— Exercise task —
Please return the full utility ratemaking text below word for word, leaving out the data that follows it.

— Document extract —
START
On July 30, 2009, the Utility filed an application with the FERC requesting an annual retail transmission revenue requirement of $946 million. The proposed rates represent an increase of $170 million over current authorized revenue requirements. On September 30, 2009, the FERC accepted the Utility’s application making the proposed rates effective March 1, 2010 subject to refund following the conclusion of hearings and the outcome of judge-supervised settlement discussions.

ENERGY EFFICIENCY PROGRAMS AND INCENTIVE RATEMAKING

The CPUC established a ratemaking mechanism to provide incentives to the California investor-owned utilities to meet the CPUC’s energy savings goals through implementation of the utilities’ energy efficiency programs. As originally established, this mechanism was intended to apply to the 2006 through 2008 and 2009 through 2011 program cycles. In January 2009, the CPUC established a new rulemaking proceeding to modify the mechanism for energy efficiency programs in 2009 and future years. It is uncertain what modifications will ultimately be adopted by the CPUC.

On December 17, 2009, in accordance with the existing mechanism, the CPUC awarded the Utility incentive revenues of $33.4 million based on the energy savings achieved through implementation of the Utility’s energy efficiency programs during the 2006 through 2008 program cycle. (This amount is in addition to incentive revenues of $41.5 million awarded by the CPUC to the Utility in December 2008 based on the Utility’s 2006 through 2007 program performance.) Consistent with the incentive award process previously adopted by the CPUC, the CPUC held back an additional $40.3 million of incentive revenues. The additional amount of incentive revenues that the Utility could receive, if any, will be determined after final energy savings for the 2006 through 2008 program cycle are verified and the true-up process is completed in 2010. The CPUC adopted a schedule for the final true-up process that calls for a final decision by the end of 2010.
END
— Material —
START
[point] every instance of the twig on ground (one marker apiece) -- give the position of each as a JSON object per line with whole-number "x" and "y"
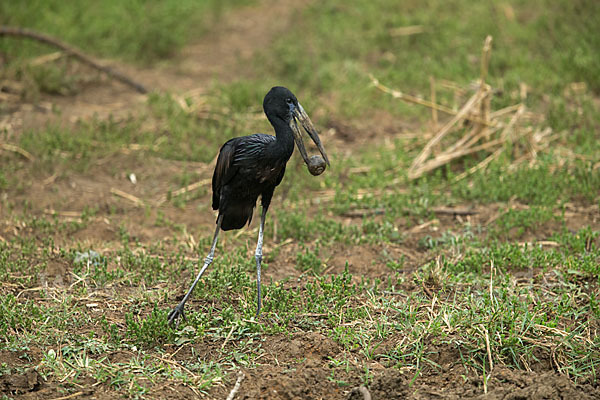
{"x": 135, "y": 200}
{"x": 365, "y": 392}
{"x": 237, "y": 385}
{"x": 70, "y": 396}
{"x": 184, "y": 190}
{"x": 17, "y": 149}
{"x": 72, "y": 51}
{"x": 454, "y": 211}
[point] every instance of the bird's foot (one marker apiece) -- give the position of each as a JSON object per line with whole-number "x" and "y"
{"x": 174, "y": 315}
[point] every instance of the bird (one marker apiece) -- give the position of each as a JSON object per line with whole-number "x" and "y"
{"x": 251, "y": 166}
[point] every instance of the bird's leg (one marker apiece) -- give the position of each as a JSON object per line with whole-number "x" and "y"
{"x": 178, "y": 310}
{"x": 258, "y": 255}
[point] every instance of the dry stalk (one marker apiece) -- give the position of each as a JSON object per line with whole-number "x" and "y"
{"x": 420, "y": 159}
{"x": 237, "y": 385}
{"x": 488, "y": 132}
{"x": 135, "y": 200}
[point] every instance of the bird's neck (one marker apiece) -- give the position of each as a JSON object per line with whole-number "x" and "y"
{"x": 285, "y": 137}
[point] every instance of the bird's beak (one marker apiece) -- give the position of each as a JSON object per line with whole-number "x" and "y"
{"x": 300, "y": 115}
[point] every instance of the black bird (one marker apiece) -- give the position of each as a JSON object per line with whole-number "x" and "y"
{"x": 254, "y": 165}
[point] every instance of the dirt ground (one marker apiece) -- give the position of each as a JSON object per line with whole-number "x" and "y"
{"x": 221, "y": 56}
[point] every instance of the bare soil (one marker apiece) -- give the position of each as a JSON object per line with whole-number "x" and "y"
{"x": 295, "y": 366}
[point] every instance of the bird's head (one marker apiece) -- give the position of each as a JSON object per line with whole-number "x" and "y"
{"x": 281, "y": 103}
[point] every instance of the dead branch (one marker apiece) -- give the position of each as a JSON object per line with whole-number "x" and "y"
{"x": 72, "y": 51}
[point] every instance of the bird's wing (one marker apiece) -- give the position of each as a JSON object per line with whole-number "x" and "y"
{"x": 236, "y": 153}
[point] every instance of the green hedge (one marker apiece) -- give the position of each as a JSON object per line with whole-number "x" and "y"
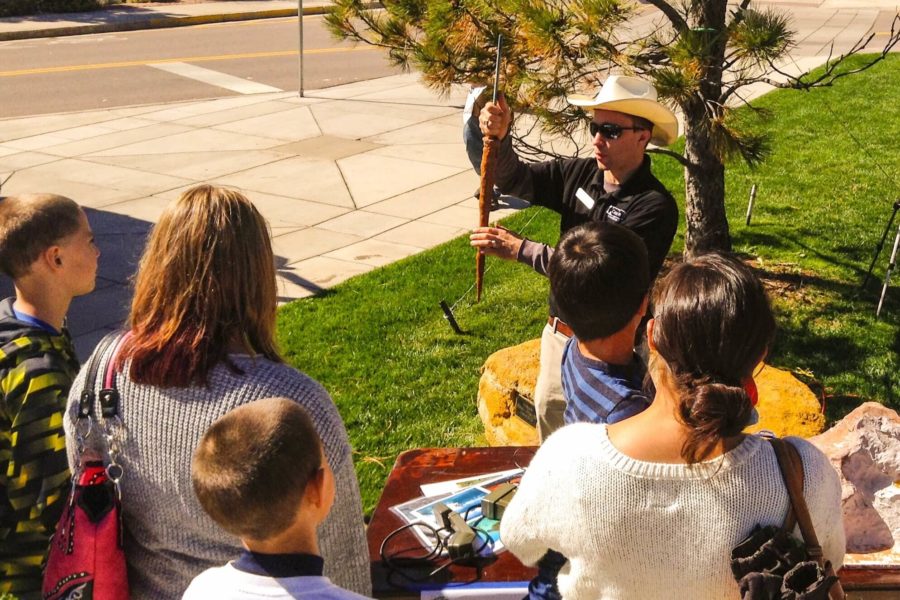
{"x": 14, "y": 8}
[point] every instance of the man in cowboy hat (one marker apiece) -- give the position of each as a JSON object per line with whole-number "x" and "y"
{"x": 614, "y": 185}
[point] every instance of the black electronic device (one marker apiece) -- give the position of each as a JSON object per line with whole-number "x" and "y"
{"x": 461, "y": 541}
{"x": 494, "y": 504}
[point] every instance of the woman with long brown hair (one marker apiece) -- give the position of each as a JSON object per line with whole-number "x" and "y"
{"x": 200, "y": 343}
{"x": 651, "y": 507}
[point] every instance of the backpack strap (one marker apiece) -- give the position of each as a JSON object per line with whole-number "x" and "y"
{"x": 791, "y": 465}
{"x": 86, "y": 400}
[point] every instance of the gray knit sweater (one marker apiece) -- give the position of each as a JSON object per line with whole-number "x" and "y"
{"x": 169, "y": 539}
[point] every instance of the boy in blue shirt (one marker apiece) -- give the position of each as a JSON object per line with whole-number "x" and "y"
{"x": 599, "y": 279}
{"x": 260, "y": 472}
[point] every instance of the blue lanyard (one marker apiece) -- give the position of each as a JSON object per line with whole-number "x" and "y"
{"x": 280, "y": 565}
{"x": 36, "y": 322}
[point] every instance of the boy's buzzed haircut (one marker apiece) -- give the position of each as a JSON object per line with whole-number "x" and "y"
{"x": 252, "y": 466}
{"x": 31, "y": 223}
{"x": 599, "y": 276}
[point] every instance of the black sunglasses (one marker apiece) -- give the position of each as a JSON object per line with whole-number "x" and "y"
{"x": 609, "y": 131}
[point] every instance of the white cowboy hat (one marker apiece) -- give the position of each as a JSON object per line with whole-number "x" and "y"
{"x": 633, "y": 96}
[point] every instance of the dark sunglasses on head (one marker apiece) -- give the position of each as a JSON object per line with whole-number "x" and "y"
{"x": 609, "y": 131}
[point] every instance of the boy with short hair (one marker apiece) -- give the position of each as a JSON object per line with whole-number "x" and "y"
{"x": 599, "y": 277}
{"x": 47, "y": 248}
{"x": 260, "y": 472}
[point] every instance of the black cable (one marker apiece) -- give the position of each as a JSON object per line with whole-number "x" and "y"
{"x": 403, "y": 565}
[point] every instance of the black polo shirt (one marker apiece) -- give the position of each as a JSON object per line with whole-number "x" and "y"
{"x": 642, "y": 203}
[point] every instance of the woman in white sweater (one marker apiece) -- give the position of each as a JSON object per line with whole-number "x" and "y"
{"x": 652, "y": 506}
{"x": 202, "y": 342}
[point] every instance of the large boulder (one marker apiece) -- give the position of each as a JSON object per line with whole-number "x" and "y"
{"x": 864, "y": 447}
{"x": 508, "y": 378}
{"x": 786, "y": 405}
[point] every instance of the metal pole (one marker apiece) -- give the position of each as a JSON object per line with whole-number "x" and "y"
{"x": 750, "y": 204}
{"x": 300, "y": 28}
{"x": 887, "y": 275}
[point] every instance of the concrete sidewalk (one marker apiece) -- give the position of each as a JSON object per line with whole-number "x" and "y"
{"x": 125, "y": 17}
{"x": 350, "y": 178}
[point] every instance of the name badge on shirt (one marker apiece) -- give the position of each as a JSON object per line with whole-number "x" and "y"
{"x": 614, "y": 214}
{"x": 585, "y": 198}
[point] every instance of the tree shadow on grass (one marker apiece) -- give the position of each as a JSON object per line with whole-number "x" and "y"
{"x": 831, "y": 332}
{"x": 857, "y": 263}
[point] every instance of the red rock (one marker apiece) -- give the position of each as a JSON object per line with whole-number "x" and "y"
{"x": 864, "y": 447}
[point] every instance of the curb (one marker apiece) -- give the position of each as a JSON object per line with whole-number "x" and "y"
{"x": 158, "y": 23}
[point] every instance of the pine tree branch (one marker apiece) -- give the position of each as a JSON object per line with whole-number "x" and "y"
{"x": 671, "y": 13}
{"x": 739, "y": 13}
{"x": 679, "y": 157}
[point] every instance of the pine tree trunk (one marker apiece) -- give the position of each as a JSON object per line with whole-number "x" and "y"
{"x": 704, "y": 177}
{"x": 704, "y": 186}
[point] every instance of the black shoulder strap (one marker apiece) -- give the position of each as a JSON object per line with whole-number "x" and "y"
{"x": 86, "y": 400}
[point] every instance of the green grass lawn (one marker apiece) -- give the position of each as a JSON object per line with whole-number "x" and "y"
{"x": 402, "y": 379}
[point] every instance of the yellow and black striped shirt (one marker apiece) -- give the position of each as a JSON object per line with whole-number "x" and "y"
{"x": 36, "y": 372}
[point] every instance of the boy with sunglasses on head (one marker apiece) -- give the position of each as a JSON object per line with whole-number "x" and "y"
{"x": 260, "y": 472}
{"x": 615, "y": 185}
{"x": 47, "y": 249}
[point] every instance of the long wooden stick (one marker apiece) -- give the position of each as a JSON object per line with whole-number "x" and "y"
{"x": 486, "y": 191}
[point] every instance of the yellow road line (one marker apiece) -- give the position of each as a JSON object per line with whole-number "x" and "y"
{"x": 138, "y": 63}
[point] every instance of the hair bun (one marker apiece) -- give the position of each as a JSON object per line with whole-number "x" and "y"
{"x": 714, "y": 411}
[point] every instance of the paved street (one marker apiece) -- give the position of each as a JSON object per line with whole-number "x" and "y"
{"x": 351, "y": 178}
{"x": 106, "y": 70}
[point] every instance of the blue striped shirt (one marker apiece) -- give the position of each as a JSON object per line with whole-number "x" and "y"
{"x": 599, "y": 392}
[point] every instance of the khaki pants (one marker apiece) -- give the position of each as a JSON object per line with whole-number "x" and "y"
{"x": 549, "y": 402}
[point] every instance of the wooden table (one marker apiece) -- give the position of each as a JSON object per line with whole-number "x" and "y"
{"x": 429, "y": 465}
END
— Task result —
On July 30, 2009, the Utility filed an application with the FERC requesting an annual retail transmission revenue requirement of $946 million. The proposed rates represent an increase of $170 million over current authorized revenue requirements. On September 30, 2009, the FERC accepted the Utility’s application making the proposed rates effective March 1, 2010 subject to refund following the conclusion of hearings and the outcome of judge-supervised settlement discussions.

ENERGY EFFICIENCY PROGRAMS AND INCENTIVE RATEMAKING

The CPUC established a ratemaking mechanism to provide incentives to the California investor-owned utilities to meet the CPUC’s energy savings goals through implementation of the utilities’ energy efficiency programs. As originally established, this mechanism was intended to apply to the 2006 through 2008 and 2009 through 2011 program cycles. In January 2009, the CPUC established a new rulemaking proceeding to modify the mechanism for energy efficiency programs in 2009 and future years. It is uncertain what modifications will ultimately be adopted by the CPUC.

On December 17, 2009, in accordance with the existing mechanism, the CPUC awarded the Utility incentive revenues of $33.4 million based on the energy savings achieved through implementation of the Utility’s energy efficiency programs during the 2006 through 2008 program cycle. (This amount is in addition to incentive revenues of $41.5 million awarded by the CPUC to the Utility in December 2008 based on the Utility’s 2006 through 2007 program performance.) Consistent with the incentive award process previously adopted by the CPUC, the CPUC held back an additional $40.3 million of incentive revenues. The additional amount of incentive revenues that the Utility could receive, if any, will be determined after final energy savings for the 2006 through 2008 program cycle are verified and the true-up process is completed in 2010. The CPUC adopted a schedule for the final true-up process that calls for a final decision by the end of 2010.